### STATED PROBLEM
Duplicate the entries from the start through the line containing "<point>143,26</point>", including that line, and leave the pictures out of the answer.
=== PROVIDED MATERIAL ===
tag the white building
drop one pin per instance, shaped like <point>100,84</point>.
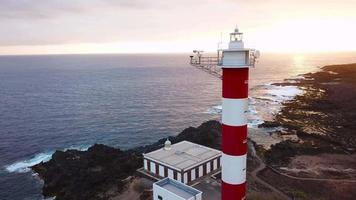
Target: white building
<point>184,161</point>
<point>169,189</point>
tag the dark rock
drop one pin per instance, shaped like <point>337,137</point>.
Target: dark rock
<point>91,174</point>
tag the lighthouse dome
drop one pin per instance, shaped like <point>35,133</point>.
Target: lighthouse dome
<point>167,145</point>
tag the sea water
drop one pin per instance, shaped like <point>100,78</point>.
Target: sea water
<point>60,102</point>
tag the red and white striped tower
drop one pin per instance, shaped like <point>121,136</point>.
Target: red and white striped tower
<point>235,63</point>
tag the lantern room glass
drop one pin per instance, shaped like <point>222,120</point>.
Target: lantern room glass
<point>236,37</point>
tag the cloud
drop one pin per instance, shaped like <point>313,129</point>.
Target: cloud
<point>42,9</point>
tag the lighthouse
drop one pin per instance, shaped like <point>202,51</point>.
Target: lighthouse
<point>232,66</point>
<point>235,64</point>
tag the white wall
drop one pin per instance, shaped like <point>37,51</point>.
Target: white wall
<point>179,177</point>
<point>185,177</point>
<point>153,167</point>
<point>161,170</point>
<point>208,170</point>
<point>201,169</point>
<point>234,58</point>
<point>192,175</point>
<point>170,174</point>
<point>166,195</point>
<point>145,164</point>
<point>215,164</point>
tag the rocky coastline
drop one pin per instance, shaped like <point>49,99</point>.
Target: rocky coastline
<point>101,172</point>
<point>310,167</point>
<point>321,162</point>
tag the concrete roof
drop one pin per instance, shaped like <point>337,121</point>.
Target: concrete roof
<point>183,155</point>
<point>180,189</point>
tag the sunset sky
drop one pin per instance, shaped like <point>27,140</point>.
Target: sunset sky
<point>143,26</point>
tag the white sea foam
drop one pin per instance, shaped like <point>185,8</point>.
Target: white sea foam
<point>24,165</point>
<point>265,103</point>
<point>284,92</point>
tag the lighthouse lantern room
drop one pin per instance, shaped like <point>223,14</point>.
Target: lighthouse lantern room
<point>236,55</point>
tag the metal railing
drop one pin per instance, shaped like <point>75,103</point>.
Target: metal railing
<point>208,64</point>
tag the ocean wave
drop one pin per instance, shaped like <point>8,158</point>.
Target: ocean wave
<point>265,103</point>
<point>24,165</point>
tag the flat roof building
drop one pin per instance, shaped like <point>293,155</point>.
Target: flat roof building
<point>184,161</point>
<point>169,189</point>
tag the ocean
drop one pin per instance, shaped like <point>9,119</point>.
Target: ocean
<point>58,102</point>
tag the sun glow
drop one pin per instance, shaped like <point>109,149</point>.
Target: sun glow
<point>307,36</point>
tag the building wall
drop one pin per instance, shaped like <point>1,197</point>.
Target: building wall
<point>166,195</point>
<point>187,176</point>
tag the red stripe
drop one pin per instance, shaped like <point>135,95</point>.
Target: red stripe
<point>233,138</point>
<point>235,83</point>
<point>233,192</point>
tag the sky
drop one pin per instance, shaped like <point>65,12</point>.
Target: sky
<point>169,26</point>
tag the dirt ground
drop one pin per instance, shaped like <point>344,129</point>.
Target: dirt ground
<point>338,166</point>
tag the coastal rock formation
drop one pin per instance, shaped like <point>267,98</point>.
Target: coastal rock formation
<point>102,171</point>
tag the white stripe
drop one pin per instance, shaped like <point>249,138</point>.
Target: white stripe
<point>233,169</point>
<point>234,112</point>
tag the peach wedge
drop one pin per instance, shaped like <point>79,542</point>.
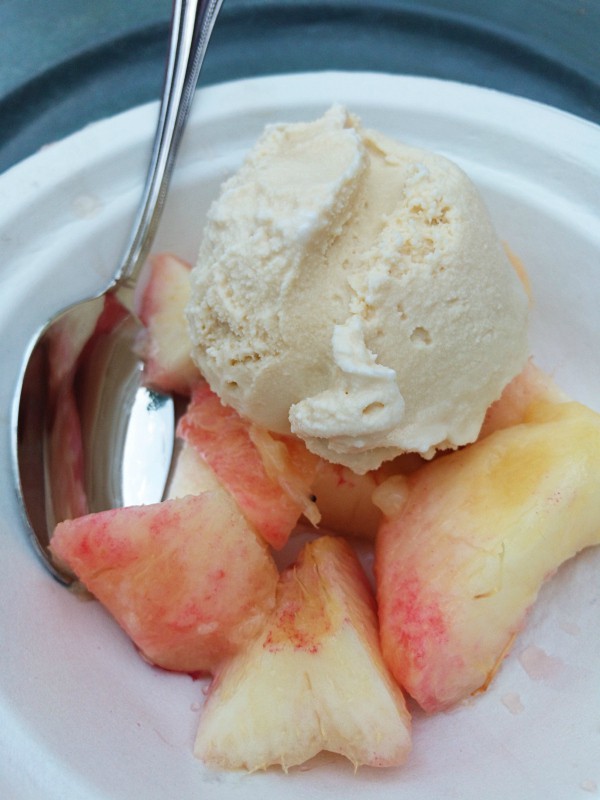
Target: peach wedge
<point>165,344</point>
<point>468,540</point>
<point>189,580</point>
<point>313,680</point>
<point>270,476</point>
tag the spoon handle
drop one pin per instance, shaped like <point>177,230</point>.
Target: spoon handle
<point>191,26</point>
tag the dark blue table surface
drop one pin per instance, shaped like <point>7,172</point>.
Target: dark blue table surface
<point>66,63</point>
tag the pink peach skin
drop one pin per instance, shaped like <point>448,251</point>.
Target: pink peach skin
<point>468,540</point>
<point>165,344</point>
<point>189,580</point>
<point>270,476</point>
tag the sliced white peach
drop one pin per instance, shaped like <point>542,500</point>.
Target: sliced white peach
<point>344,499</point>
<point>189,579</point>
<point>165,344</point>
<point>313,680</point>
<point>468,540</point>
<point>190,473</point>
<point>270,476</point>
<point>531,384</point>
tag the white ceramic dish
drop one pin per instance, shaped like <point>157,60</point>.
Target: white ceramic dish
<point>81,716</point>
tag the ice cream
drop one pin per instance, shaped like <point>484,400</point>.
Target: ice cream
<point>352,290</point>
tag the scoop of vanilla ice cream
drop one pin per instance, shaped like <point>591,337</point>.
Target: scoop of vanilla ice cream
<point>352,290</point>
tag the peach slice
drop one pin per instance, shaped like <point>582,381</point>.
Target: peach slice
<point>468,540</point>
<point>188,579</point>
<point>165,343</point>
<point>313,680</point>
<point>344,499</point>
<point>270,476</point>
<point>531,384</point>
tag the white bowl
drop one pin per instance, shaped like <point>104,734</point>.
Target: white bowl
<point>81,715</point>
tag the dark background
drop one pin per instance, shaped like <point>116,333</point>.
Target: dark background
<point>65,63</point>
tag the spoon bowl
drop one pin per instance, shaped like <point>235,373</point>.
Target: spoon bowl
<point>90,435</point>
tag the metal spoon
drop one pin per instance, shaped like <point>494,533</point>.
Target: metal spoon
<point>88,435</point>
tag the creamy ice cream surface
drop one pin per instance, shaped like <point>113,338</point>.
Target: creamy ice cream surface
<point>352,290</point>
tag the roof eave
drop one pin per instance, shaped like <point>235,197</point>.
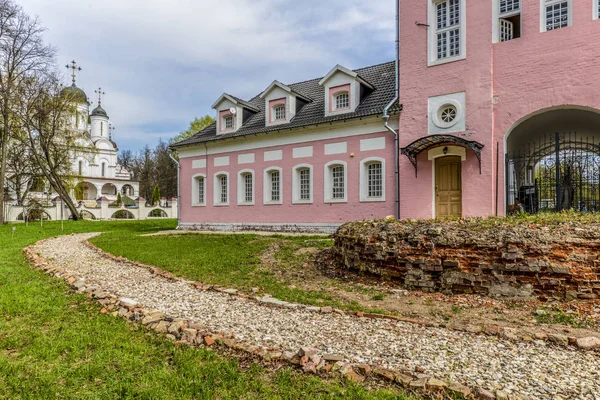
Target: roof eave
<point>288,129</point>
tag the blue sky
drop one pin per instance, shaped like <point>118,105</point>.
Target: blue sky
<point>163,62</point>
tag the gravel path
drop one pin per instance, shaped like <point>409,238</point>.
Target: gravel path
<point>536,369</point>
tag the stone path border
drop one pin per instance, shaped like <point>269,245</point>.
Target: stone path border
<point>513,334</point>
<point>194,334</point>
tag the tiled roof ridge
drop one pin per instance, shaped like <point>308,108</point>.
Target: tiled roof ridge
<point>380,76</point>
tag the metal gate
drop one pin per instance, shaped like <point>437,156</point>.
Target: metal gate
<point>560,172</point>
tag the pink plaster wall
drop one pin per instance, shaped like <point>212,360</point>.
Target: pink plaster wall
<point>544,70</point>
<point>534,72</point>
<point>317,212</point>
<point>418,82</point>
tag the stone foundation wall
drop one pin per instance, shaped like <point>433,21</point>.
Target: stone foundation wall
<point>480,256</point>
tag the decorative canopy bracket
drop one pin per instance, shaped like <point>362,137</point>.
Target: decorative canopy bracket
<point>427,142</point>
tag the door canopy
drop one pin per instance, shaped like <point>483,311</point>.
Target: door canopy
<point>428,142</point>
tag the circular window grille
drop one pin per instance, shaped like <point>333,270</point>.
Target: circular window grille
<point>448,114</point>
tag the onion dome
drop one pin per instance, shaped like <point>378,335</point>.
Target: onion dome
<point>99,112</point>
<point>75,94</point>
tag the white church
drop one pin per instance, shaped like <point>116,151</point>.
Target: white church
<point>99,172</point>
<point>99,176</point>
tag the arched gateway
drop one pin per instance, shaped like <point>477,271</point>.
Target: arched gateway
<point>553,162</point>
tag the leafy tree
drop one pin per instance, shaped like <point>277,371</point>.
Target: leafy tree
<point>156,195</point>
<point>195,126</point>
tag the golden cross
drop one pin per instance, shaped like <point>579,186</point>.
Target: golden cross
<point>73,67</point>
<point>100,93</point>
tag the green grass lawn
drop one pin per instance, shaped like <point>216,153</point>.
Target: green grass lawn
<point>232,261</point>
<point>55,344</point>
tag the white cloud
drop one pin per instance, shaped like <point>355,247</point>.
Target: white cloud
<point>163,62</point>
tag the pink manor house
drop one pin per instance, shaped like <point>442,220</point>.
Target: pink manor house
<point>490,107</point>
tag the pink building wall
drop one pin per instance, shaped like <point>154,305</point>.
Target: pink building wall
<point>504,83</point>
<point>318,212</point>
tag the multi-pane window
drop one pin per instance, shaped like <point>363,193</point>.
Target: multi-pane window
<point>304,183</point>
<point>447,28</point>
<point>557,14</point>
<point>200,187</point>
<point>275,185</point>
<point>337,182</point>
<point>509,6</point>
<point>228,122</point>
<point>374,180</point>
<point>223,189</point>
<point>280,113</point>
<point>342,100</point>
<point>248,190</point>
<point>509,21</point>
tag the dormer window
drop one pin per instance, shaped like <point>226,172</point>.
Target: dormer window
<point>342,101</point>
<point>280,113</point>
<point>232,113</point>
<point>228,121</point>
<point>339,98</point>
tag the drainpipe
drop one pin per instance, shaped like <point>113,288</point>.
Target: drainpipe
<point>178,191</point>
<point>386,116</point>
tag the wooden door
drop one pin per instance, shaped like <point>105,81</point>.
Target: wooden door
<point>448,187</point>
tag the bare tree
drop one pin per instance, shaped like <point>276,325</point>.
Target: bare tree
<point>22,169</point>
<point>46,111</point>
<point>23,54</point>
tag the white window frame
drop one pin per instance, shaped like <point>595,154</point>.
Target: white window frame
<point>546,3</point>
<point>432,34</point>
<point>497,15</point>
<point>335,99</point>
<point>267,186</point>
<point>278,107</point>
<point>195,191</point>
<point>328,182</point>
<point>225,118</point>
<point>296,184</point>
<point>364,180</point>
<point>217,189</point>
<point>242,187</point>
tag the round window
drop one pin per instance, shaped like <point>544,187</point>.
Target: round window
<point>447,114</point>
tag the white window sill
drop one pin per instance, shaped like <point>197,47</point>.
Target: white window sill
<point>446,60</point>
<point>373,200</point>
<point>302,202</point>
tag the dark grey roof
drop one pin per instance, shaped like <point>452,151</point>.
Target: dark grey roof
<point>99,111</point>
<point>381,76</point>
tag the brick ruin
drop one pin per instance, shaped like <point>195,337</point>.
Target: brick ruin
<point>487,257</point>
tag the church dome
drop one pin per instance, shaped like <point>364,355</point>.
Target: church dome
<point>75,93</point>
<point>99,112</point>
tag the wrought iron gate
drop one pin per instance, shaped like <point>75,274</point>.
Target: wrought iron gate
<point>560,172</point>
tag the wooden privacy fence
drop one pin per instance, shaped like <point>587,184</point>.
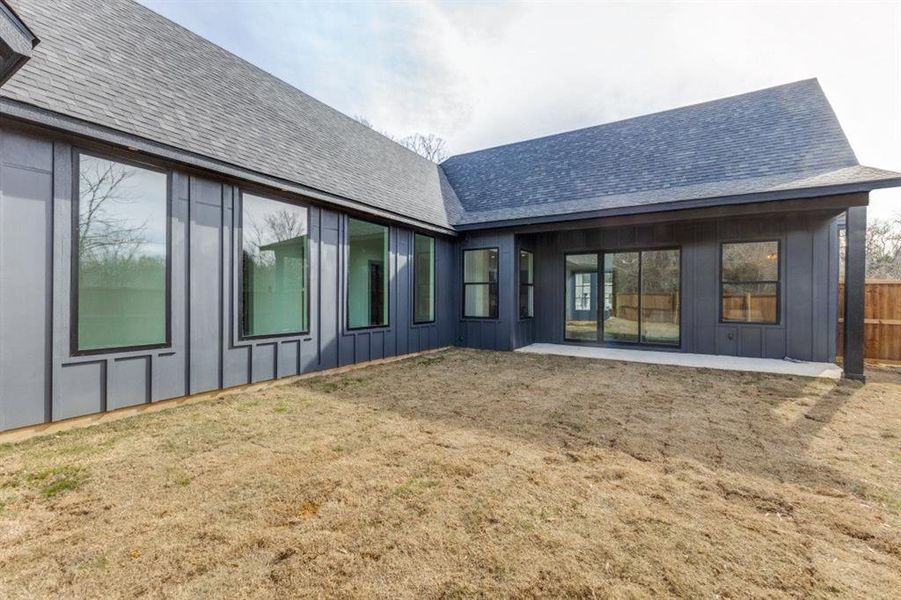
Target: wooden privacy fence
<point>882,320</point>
===
### TASK OUTPUT
tag the white building
drop one pin per instance, shaped like <point>100,84</point>.
Target: white building
<point>184,161</point>
<point>169,189</point>
tag the dark rock
drop one pin per instance, shaped like <point>337,137</point>.
Target: dark rock
<point>91,174</point>
tag the lighthouse dome
drop one pin per instance, shaped like <point>35,133</point>.
Target: lighthouse dome
<point>167,145</point>
tag the sea water
drop one pin per instance, shaped like <point>100,78</point>.
Target: sea water
<point>60,102</point>
tag the red and white striped tower
drop one pin per instance, shaped like <point>121,136</point>.
Target: red and white striped tower
<point>235,63</point>
tag the lantern room glass
drop one pin per instance, shaped like <point>222,120</point>.
Target: lantern room glass
<point>236,37</point>
tag the cloud
drop one pin per instance, shaped like <point>313,129</point>.
Target: cloud
<point>42,9</point>
tag the lighthouse
drop one pin per instance, shaped like <point>202,51</point>.
Target: lighthouse
<point>232,66</point>
<point>235,64</point>
tag the white wall
drop one pin per instance, shaped like <point>37,51</point>.
Target: white wall
<point>179,177</point>
<point>185,177</point>
<point>153,167</point>
<point>161,170</point>
<point>208,170</point>
<point>201,169</point>
<point>234,58</point>
<point>192,175</point>
<point>170,174</point>
<point>166,195</point>
<point>145,164</point>
<point>215,164</point>
tag the rocky coastline
drop one pin per instance, shaped like <point>49,99</point>.
Target: rocky coastline
<point>101,172</point>
<point>310,167</point>
<point>321,162</point>
tag the concrete roof
drop one pin per instance, shaped like <point>337,121</point>.
Target: concrete roof
<point>183,155</point>
<point>180,189</point>
tag the sunset sky
drop one pin per instance, shaped like <point>27,140</point>.
Target: sunset sky
<point>143,26</point>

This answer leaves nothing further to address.